INFORMATION SHOWN –
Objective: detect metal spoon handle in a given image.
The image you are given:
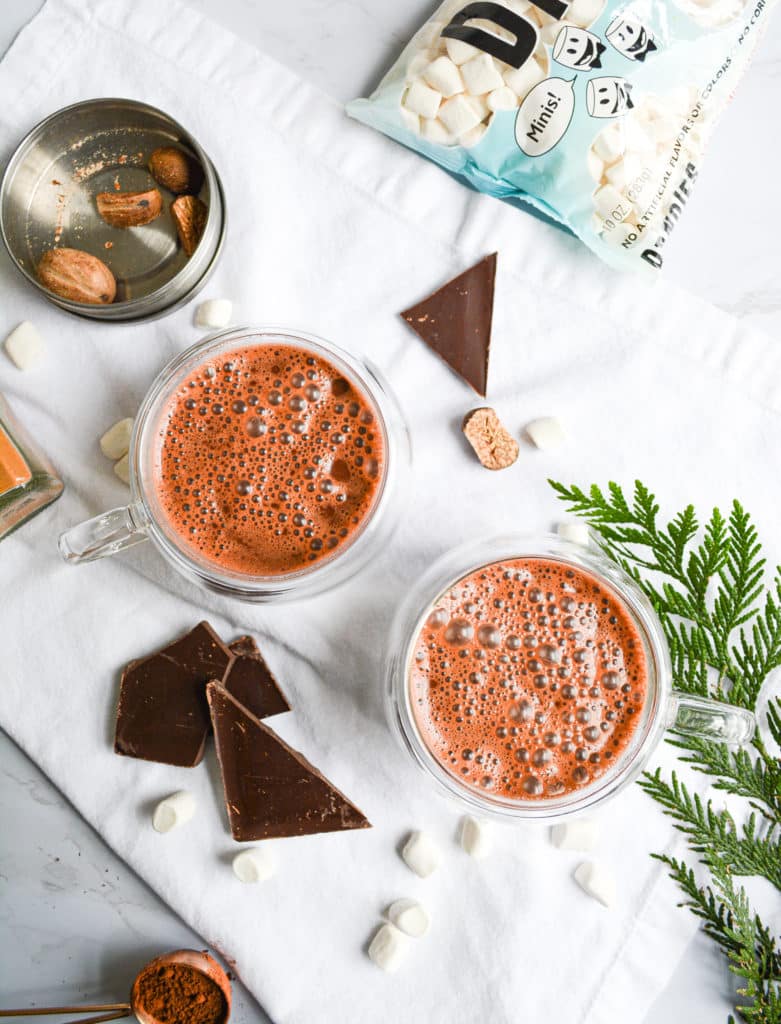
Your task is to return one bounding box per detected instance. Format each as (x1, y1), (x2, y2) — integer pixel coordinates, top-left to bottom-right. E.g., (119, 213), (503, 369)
(0, 1005), (130, 1018)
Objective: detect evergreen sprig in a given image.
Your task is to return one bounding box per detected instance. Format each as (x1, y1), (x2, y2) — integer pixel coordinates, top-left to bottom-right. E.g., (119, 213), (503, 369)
(551, 480), (781, 1024)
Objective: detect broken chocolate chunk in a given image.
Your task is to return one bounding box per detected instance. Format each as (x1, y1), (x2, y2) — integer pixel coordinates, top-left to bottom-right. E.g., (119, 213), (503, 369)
(207, 682), (371, 841)
(229, 635), (259, 657)
(400, 253), (497, 397)
(114, 621), (233, 767)
(223, 646), (291, 721)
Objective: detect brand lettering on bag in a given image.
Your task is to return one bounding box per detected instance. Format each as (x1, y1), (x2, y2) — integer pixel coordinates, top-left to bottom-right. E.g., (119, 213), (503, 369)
(442, 0), (570, 70)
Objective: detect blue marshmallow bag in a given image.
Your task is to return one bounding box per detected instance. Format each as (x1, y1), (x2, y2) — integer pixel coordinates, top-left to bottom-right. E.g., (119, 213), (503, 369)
(347, 0), (776, 271)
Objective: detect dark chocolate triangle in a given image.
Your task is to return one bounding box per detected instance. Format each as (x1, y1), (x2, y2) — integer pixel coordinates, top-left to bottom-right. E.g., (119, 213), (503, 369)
(223, 647), (291, 720)
(114, 621), (234, 768)
(400, 253), (497, 397)
(207, 682), (371, 841)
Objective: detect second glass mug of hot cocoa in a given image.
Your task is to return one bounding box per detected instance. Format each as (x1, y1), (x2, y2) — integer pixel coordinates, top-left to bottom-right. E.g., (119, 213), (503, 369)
(386, 533), (756, 821)
(59, 326), (411, 601)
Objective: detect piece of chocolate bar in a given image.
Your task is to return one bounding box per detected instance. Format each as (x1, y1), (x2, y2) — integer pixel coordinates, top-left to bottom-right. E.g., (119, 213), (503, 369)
(400, 253), (497, 397)
(207, 682), (371, 841)
(114, 621), (233, 767)
(223, 644), (291, 721)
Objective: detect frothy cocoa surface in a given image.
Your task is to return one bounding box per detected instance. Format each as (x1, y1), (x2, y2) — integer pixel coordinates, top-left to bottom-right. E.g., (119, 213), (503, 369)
(153, 343), (385, 576)
(409, 557), (649, 801)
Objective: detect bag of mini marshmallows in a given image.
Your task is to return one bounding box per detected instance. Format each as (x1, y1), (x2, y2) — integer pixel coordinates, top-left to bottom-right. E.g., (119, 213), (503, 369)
(347, 0), (776, 271)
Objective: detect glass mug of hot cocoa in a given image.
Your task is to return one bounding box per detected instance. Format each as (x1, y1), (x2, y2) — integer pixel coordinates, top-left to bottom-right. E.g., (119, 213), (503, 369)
(387, 534), (756, 820)
(59, 327), (410, 601)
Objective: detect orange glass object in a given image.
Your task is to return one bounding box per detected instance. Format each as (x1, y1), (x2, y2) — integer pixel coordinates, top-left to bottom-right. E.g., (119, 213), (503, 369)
(0, 424), (33, 494)
(0, 393), (63, 541)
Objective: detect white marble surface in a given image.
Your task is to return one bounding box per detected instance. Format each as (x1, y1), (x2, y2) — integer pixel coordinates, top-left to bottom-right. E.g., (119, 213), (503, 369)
(0, 1), (778, 1021)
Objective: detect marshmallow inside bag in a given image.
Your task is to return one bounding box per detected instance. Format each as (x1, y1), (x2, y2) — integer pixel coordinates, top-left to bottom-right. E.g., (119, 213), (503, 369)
(550, 818), (599, 850)
(487, 87), (517, 112)
(368, 924), (409, 973)
(233, 847), (275, 883)
(460, 816), (492, 859)
(445, 36), (478, 65)
(387, 898), (430, 938)
(459, 123), (487, 149)
(503, 60), (545, 99)
(403, 80), (442, 119)
(195, 298), (233, 329)
(423, 56), (464, 97)
(152, 791), (196, 833)
(438, 95), (482, 137)
(461, 53), (504, 95)
(556, 521), (590, 547)
(401, 830), (441, 878)
(114, 453), (130, 484)
(4, 321), (44, 371)
(574, 860), (616, 907)
(421, 118), (454, 144)
(593, 184), (628, 220)
(99, 417), (134, 460)
(525, 416), (566, 450)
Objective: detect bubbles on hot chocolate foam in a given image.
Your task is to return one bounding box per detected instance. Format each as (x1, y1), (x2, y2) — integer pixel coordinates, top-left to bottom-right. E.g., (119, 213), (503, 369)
(154, 346), (385, 574)
(408, 557), (649, 802)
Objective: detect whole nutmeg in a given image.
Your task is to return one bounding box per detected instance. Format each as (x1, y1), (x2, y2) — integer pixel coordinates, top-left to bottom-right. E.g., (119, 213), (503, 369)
(37, 248), (117, 305)
(149, 146), (204, 195)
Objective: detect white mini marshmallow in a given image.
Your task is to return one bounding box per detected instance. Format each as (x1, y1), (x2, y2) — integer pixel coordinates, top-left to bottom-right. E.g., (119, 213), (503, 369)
(195, 298), (233, 329)
(466, 94), (490, 121)
(387, 898), (430, 938)
(623, 118), (655, 156)
(556, 521), (590, 547)
(604, 155), (643, 190)
(587, 148), (604, 183)
(592, 124), (625, 163)
(460, 816), (492, 859)
(567, 0), (605, 27)
(461, 53), (504, 95)
(152, 791), (196, 833)
(503, 59), (545, 98)
(550, 818), (599, 850)
(406, 51), (431, 81)
(400, 108), (421, 134)
(445, 37), (478, 65)
(423, 56), (464, 98)
(593, 184), (628, 220)
(368, 924), (409, 973)
(403, 80), (442, 119)
(525, 416), (566, 450)
(233, 847), (275, 883)
(114, 453), (130, 484)
(4, 321), (44, 370)
(487, 86), (517, 112)
(401, 830), (441, 878)
(647, 115), (680, 145)
(460, 123), (487, 148)
(99, 418), (133, 460)
(438, 95), (482, 137)
(574, 860), (616, 907)
(421, 118), (454, 144)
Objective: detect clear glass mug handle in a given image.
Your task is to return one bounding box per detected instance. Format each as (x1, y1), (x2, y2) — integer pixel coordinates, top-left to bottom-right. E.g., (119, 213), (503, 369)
(58, 501), (149, 564)
(668, 692), (756, 745)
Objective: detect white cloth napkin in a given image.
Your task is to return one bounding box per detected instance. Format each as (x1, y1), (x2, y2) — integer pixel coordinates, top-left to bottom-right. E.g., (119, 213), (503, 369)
(2, 1), (780, 1021)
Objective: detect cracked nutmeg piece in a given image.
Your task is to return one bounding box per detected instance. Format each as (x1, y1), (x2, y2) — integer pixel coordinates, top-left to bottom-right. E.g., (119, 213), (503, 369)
(114, 621), (234, 767)
(171, 194), (208, 257)
(462, 407), (519, 470)
(96, 188), (163, 228)
(207, 682), (371, 841)
(400, 253), (497, 396)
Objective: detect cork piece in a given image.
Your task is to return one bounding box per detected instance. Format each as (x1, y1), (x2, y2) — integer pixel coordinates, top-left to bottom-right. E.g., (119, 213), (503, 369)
(462, 407), (519, 470)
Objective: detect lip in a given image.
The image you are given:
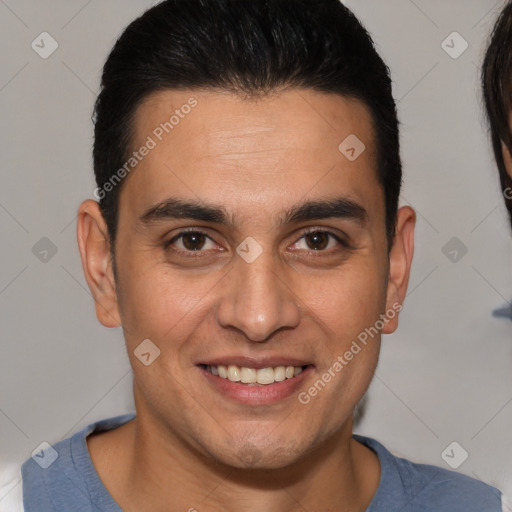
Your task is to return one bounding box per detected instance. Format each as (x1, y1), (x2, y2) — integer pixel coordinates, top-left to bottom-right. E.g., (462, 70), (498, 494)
(197, 363), (314, 405)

PROBLEM TO SOLVE – With the pictures removed, return the listing above in its exact original wording.

SOLUTION TO THE EXERCISE –
Objective: detect metal spoon handle in a given image.
The image you are given:
Your task is to return one bounding box per detected instance. Format each as (x1, y1), (x2, y2) — integer pixel coordinates, top-left to bottom-right. E.g., (119, 213), (503, 369)
(0, 1005), (130, 1018)
Objective: detect evergreen sprig in a given image.
Your task is to return one bounding box per detected instance. Format each as (x1, y1), (x2, y2) — integer pixel coordinates, top-left to bottom-right. E.g., (119, 213), (503, 369)
(551, 480), (781, 1024)
Objective: detect broken chocolate chunk in a given image.
Your task is to return one bounding box per detected instance. Format each as (x1, y1), (x2, y2) — integer pixel coordinates, top-left to bottom-right. E.g., (119, 213), (503, 369)
(207, 682), (371, 841)
(229, 635), (259, 657)
(400, 253), (497, 397)
(114, 621), (233, 767)
(223, 646), (291, 721)
Objective: detect brand lettering on bag in a given image.
Your task is to return one bounding box per detected instance. Format each as (x1, y1), (x2, y2) — integer pixel coordinates, top-left to bottom-right. E.g., (119, 213), (503, 369)
(442, 0), (570, 70)
Objective: detect blue marshmallow bag in a given image.
Your task is to return one bounding box per detected instance. Format each as (x1, y1), (x2, y2) — integer pixel coordinates, top-left to bottom-right. E.g., (119, 213), (503, 369)
(347, 0), (776, 271)
Objective: detect dark chocolate triangle in a given image.
Your task is to return one bounding box per detected instance. Format each as (x1, y1), (x2, y2) — integer pixel coordinates, top-left to bottom-right. E.g., (119, 213), (503, 369)
(223, 647), (291, 720)
(114, 621), (234, 768)
(400, 253), (497, 397)
(207, 682), (371, 841)
Objective: detect second glass mug of hot cocoa in a given image.
Your task is to return one bounding box per detected instance. Format each as (x1, y1), (x2, y2) — integer pixel coordinates, top-left to bottom-right. E.g., (119, 213), (503, 369)
(386, 533), (756, 821)
(59, 326), (411, 601)
Objective: detect piece of chocolate bar in a given image.
Your task is to return one bounding box per detected instance. Format each as (x1, y1), (x2, y2) — integer pixel coordinates, top-left to bottom-right. E.g., (119, 213), (503, 369)
(400, 253), (497, 397)
(207, 682), (371, 841)
(114, 621), (233, 767)
(223, 644), (291, 721)
Objective: detect frothy cocoa surface in a given image.
Your task is to return one bounding box per detected instance. Format each as (x1, y1), (x2, y2) — integer pixel coordinates, top-left to bottom-right. E.g., (119, 213), (503, 369)
(153, 343), (385, 576)
(409, 557), (649, 801)
Objective: detect bag of mini marshmallows in a given image.
Your task is to return one bounding box per detected instance. Format each as (x1, y1), (x2, y2) — integer pixel coordinates, top-left to bottom-right. E.g., (119, 213), (503, 369)
(347, 0), (776, 271)
Objective: detect glass mug of hot cocoa in a given image.
Your task is to return one bounding box per detected instance. Format each as (x1, y1), (x2, y2) — integer pixel coordinates, top-left to bottom-right. E.g., (119, 213), (503, 369)
(387, 534), (756, 820)
(59, 327), (410, 601)
Objective: detect orange glass object in a given image.
Your task is to return one bounding box per detected instance. Format each as (x1, y1), (x2, y2) — integer pixel coordinates, top-left to bottom-right. E.g., (119, 213), (503, 369)
(0, 424), (33, 494)
(0, 393), (63, 541)
Objective: detect white marble surface in a given image.
Your task is to return one bounding box per detected instance. Format each as (x1, y1), (x2, y2) — integer pixel coordinates, top-left to bottom-right. E.g., (119, 213), (503, 369)
(0, 1), (778, 1021)
Objective: detect marshmallow inside bag in a given image.
Your task is to return one bounding box per detected instance. Format each as (x1, y1), (x2, y2) — integer pixel coordinates, top-left to bottom-right. E.g., (119, 213), (503, 369)
(550, 818), (599, 850)
(487, 87), (517, 112)
(368, 924), (409, 973)
(233, 847), (275, 883)
(460, 816), (492, 859)
(445, 36), (478, 65)
(387, 898), (430, 938)
(459, 123), (487, 149)
(503, 60), (545, 99)
(403, 80), (442, 119)
(195, 298), (233, 329)
(423, 56), (464, 97)
(152, 791), (196, 833)
(438, 95), (482, 137)
(461, 53), (504, 95)
(556, 521), (590, 547)
(401, 830), (441, 878)
(114, 453), (130, 484)
(4, 321), (44, 371)
(574, 860), (616, 907)
(421, 118), (454, 144)
(593, 184), (628, 220)
(99, 417), (134, 460)
(525, 416), (566, 450)
Objective: detect bubbles on hot chocolate foam in a given image.
Your task is to return one bounding box per detected instance. Format each as (x1, y1), (x2, y2) — integer pixel coordinates, top-left to bottom-right. E.g., (119, 213), (503, 369)
(154, 346), (385, 574)
(408, 557), (649, 802)
Objective: detect whole nutmeg in a given image.
Your task is to return one bounding box per detected instance. Format each as (x1, y1), (x2, y2) — integer pixel coordinates, top-left to bottom-right. E.g., (119, 213), (503, 369)
(37, 248), (117, 305)
(149, 146), (204, 195)
Objective: detect white mini marshmallow in a given image.
Your task is to return one bounding box per detected instance. Format each as (x1, y1), (x2, y2) — integer pixel coordinates, top-left to bottom-right. E.g., (119, 213), (503, 369)
(195, 298), (233, 329)
(466, 94), (490, 121)
(387, 898), (430, 938)
(623, 118), (655, 156)
(556, 521), (590, 547)
(604, 155), (643, 190)
(587, 148), (604, 183)
(592, 124), (625, 163)
(460, 816), (492, 859)
(567, 0), (605, 27)
(461, 53), (504, 95)
(152, 791), (196, 833)
(503, 59), (545, 98)
(550, 818), (599, 850)
(406, 51), (431, 81)
(400, 108), (421, 134)
(445, 37), (478, 65)
(423, 56), (464, 98)
(593, 184), (628, 220)
(368, 924), (409, 973)
(403, 80), (442, 119)
(525, 416), (566, 450)
(233, 847), (275, 883)
(114, 453), (130, 484)
(4, 321), (44, 370)
(487, 86), (517, 112)
(401, 830), (441, 878)
(647, 115), (680, 145)
(460, 123), (487, 148)
(99, 418), (133, 460)
(438, 95), (482, 137)
(574, 860), (616, 907)
(421, 118), (454, 144)
Objective: detect clear glass mug handle in a given image.
Your task is to return one bounding box per detected instance. Format each as (x1, y1), (x2, y2) — integer pixel coordinates, top-left to bottom-right. E.g., (119, 213), (503, 369)
(58, 501), (149, 564)
(668, 692), (756, 745)
Objective: detect white cloth napkin in a given image.
Your task is to return one bounding box per detected instance. Format each as (x1, y1), (x2, y2) — integer pixel coordinates, top-left to bottom-right. E.g., (119, 213), (503, 369)
(2, 1), (780, 1021)
Objective: detect cracked nutmeg piece in a given image.
Your task is to return one bounding box per detected instance. Format each as (x1, y1), (x2, y2) — integer pixel coordinates, top-left to bottom-right. E.g., (119, 213), (503, 369)
(114, 621), (234, 767)
(171, 194), (208, 257)
(462, 407), (519, 470)
(96, 188), (163, 228)
(207, 682), (371, 841)
(400, 253), (497, 396)
Objective: detect cork piece in a given image.
Your task is to return one bounding box per detected instance. Format each as (x1, y1), (x2, y2) — integer pixel coordinates, top-left to bottom-right. E.g., (119, 213), (503, 369)
(462, 407), (519, 470)
Objective: detect lip in a given image.
The image you are given:
Your task is to return one bounding box per detected instance. Format each as (x1, y1), (x2, y2) — integer pixel coordinates, top-left to bottom-right. E.g., (462, 70), (498, 494)
(197, 363), (314, 405)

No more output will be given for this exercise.